• [REQUEST]
Turn the items below into a JSON list of strings, one string per line, beginning with the first line and stopping after the line that contains "Return the mask". Leave out any blank lines.

[Items drawn from a data source]
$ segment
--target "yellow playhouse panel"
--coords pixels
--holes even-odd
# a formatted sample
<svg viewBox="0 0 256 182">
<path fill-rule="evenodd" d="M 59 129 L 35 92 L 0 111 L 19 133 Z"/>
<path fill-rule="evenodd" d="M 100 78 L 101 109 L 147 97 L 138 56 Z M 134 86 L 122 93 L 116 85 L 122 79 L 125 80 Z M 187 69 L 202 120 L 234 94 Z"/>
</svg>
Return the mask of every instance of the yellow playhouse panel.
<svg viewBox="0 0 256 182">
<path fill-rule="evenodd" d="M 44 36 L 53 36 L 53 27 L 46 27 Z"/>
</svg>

• [ANSWER]
[
  "$ segment",
  "--target \"yellow playhouse panel\"",
  "--coords pixels",
  "--holes even-odd",
  "# a formatted sample",
  "<svg viewBox=\"0 0 256 182\">",
  "<path fill-rule=\"evenodd\" d=\"M 59 129 L 35 92 L 0 111 L 19 133 Z\"/>",
  "<path fill-rule=\"evenodd\" d=\"M 100 78 L 101 109 L 147 97 L 138 56 Z M 134 86 L 122 93 L 116 85 L 122 79 L 125 80 Z M 187 69 L 202 120 L 234 94 Z\"/>",
  "</svg>",
  "Return the mask of every instance of the yellow playhouse panel."
]